-- Text shown follows --

Resiliency Abounds

Little did I know my February blog post (The Power of the Pause) would be so appropriate as the entire planet now takes a collective pause. We’re all different people than we were a month ago. I hope you and yours remain safe and well.

I am thankful to be healthy and sheltering in place in a safe environment, surrounded by nature. Using my self-care toolbox, I’ve managed (for the most part) to take this pause mindfully and to accept and adjust to an ever-changing new normal. There have been a few setbacks as reality sinks in and well-loved routines have been disrupted, but I’m managing to stay out of a negative mindset most of the time and to focus on being of service in new ways.

My energy has been aimed at working with nurses and other healthcare workers as they respond to this storm. When I hear from them or read about what they are going through on the front lines, my heart aches for them and their families. A new way to serve them is by frequently holding free group Zoom meetings to address their feelings and the stressful situations they are facing, providing self-care tools to find calm in the chaos.

We’ve all been learning resilience, finding new ways to cope in spite of setbacks, barriers, and limited resources. Looking back over the past few weeks, I’m seeing amazing resilience all over the world.

How are you coping? What new habits and routines are you and your family creating during this pause? What positive experiences have you noticed as you slow down and spend more time with your family? If you’re sheltered alone, are you reaching out virtually to connect with friends and family? A feeling of connection is crucial at a time like this.

One thing that has worked well for me is to take a break from the nonstop fear and sensation-based news and social media rants. For reliable information, I recommend using resources such as the Centers for Disease Control (cdc.gov) and the World Health Organization (https://www.who.int/). Get the science from real scientists. But don’t spend all day focused on the virus.

Try to get outside each day for at least a few minutes to move around. I understand you may be under lockdown conditions, but maybe you can enjoy an open window or door for some fresh air and bird song.

-- Text shown concluded --
-- Data records follows --

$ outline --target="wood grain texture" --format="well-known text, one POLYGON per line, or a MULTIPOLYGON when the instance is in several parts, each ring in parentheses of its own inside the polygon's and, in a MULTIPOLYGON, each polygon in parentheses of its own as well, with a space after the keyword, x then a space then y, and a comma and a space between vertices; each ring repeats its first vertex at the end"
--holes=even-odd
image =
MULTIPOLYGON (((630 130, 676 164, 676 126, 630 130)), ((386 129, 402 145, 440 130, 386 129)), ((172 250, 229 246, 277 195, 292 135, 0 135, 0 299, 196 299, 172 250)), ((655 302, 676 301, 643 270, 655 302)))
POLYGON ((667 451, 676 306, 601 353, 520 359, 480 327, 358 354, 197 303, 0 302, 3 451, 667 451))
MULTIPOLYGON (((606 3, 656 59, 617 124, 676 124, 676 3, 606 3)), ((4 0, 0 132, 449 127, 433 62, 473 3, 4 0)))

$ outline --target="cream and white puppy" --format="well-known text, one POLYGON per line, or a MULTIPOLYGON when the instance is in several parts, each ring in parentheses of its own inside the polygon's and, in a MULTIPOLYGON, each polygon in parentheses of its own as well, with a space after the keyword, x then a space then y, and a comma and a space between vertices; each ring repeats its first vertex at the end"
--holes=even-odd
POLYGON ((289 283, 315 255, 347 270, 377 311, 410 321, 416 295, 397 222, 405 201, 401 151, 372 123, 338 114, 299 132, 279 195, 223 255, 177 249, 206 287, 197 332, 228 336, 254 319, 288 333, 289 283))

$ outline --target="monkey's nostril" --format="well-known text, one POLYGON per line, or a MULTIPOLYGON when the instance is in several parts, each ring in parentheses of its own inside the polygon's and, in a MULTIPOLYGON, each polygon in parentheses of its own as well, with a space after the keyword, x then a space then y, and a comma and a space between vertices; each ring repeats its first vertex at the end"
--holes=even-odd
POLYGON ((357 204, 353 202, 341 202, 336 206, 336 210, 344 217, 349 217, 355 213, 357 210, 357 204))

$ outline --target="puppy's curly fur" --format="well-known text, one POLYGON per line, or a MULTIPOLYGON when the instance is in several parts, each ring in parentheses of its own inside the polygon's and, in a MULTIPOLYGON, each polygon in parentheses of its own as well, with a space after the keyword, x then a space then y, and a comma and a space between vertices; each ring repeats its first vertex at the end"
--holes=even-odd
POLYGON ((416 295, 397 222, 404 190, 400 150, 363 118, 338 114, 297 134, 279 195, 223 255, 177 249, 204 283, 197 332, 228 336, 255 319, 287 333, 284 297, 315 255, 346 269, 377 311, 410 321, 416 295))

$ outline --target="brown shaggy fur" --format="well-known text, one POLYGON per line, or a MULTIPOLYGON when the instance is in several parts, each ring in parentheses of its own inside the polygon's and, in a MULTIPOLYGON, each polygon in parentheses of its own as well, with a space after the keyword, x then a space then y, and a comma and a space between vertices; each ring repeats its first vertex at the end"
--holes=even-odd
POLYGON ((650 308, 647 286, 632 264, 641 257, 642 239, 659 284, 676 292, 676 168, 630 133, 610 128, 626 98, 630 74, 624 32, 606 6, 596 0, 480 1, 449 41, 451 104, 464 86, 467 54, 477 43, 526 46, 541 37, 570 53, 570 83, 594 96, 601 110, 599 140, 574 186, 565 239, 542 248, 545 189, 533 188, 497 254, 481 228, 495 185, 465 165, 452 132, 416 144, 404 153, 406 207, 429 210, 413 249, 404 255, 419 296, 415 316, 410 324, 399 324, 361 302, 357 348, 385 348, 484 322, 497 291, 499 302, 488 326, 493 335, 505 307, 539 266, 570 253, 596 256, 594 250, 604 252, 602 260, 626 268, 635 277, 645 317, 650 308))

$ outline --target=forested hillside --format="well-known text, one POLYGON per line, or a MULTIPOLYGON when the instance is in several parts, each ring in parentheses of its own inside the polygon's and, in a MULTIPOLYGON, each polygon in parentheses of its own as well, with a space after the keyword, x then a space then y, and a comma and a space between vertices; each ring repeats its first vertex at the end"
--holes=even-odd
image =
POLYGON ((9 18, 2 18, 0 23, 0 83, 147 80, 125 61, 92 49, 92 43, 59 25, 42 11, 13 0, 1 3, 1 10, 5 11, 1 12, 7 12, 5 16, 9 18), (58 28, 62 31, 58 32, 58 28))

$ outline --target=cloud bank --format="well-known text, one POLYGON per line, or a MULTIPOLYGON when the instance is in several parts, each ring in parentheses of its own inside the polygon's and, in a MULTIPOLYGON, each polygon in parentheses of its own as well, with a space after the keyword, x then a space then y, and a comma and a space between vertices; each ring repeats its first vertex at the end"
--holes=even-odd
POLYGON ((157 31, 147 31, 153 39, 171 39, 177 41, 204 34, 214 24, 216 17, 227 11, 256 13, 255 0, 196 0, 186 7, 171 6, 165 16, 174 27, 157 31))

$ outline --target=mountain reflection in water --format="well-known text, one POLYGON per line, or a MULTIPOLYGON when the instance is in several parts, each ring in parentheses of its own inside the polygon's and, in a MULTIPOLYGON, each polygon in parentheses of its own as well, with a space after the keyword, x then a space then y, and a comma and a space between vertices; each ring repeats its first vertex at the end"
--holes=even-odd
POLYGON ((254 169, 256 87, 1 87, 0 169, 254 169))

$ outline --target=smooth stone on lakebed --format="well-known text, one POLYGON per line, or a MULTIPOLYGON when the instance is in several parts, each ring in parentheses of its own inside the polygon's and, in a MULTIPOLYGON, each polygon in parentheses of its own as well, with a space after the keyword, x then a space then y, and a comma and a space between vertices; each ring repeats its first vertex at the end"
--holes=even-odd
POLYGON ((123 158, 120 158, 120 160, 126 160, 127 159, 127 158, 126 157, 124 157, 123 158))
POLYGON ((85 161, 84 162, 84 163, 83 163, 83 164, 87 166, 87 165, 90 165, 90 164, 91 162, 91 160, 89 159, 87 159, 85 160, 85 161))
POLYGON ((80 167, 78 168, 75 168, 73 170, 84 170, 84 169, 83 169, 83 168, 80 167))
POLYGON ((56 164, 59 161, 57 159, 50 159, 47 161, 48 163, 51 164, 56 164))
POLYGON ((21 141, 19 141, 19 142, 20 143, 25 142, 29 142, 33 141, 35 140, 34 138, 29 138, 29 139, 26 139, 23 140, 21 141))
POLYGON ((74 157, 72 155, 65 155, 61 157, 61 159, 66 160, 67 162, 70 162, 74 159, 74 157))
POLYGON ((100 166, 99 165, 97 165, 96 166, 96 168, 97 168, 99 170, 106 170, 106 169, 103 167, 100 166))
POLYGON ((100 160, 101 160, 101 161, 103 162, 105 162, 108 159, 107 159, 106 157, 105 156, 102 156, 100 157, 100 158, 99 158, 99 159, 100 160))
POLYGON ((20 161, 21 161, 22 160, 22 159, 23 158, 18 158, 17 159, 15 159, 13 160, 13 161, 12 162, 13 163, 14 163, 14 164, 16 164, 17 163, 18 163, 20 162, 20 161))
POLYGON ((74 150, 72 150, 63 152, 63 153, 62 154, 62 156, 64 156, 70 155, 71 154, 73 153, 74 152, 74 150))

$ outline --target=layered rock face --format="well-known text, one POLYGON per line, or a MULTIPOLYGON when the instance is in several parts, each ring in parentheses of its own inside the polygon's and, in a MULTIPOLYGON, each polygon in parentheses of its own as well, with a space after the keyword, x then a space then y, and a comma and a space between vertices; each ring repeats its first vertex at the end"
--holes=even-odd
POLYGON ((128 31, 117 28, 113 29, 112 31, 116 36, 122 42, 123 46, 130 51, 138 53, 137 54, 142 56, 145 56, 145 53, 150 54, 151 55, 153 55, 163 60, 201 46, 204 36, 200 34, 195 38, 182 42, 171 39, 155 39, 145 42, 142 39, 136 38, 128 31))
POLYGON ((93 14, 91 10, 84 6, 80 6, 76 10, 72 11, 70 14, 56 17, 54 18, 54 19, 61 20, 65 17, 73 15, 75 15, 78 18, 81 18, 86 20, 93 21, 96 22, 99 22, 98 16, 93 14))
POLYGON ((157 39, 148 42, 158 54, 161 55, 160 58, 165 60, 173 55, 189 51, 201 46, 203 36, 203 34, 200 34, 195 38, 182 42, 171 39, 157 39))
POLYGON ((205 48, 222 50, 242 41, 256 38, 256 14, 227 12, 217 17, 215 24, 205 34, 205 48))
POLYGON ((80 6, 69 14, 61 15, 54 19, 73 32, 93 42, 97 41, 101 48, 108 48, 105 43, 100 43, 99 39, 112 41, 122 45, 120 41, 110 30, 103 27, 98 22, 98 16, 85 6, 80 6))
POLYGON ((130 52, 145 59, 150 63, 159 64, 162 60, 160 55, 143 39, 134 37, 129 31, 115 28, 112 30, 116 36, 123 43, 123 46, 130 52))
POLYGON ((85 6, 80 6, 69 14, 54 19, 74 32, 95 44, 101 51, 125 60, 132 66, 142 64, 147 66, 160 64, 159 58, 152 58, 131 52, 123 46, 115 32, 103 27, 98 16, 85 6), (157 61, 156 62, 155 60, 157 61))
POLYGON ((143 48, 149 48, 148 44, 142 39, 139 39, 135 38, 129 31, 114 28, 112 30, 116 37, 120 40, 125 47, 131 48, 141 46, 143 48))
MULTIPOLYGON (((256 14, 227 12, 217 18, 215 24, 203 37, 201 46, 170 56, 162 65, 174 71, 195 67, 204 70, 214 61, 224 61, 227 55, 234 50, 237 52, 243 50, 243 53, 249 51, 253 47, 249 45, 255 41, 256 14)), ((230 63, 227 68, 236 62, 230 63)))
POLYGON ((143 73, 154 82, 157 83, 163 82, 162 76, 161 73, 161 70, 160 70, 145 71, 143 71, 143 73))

-- Data records concluded --

◆ **Task item A**
Which two organizations does the blog post recommend as sources of reliable information?
◆ **Task item B**
Repeat word for word the part of the blog post that opens with the words containing "I am thankful" and closes with "in new ways.".
The rows can be set aside.

◆ **Response area A**
The Centers for Disease Control and the World Health Organization.

◆ **Response area B**
I am thankful to be healthy and sheltering in place in a safe environment, surrounded by nature. Using my self-care toolbox, I’ve managed (for the most part) to take this pause mindfully and to accept and adjust to an ever-changing new normal. There have been a few setbacks as reality sinks in and well-loved routines have been disrupted, but I’m managing to stay out of a negative mindset most of the time and to focus on being of service in new ways.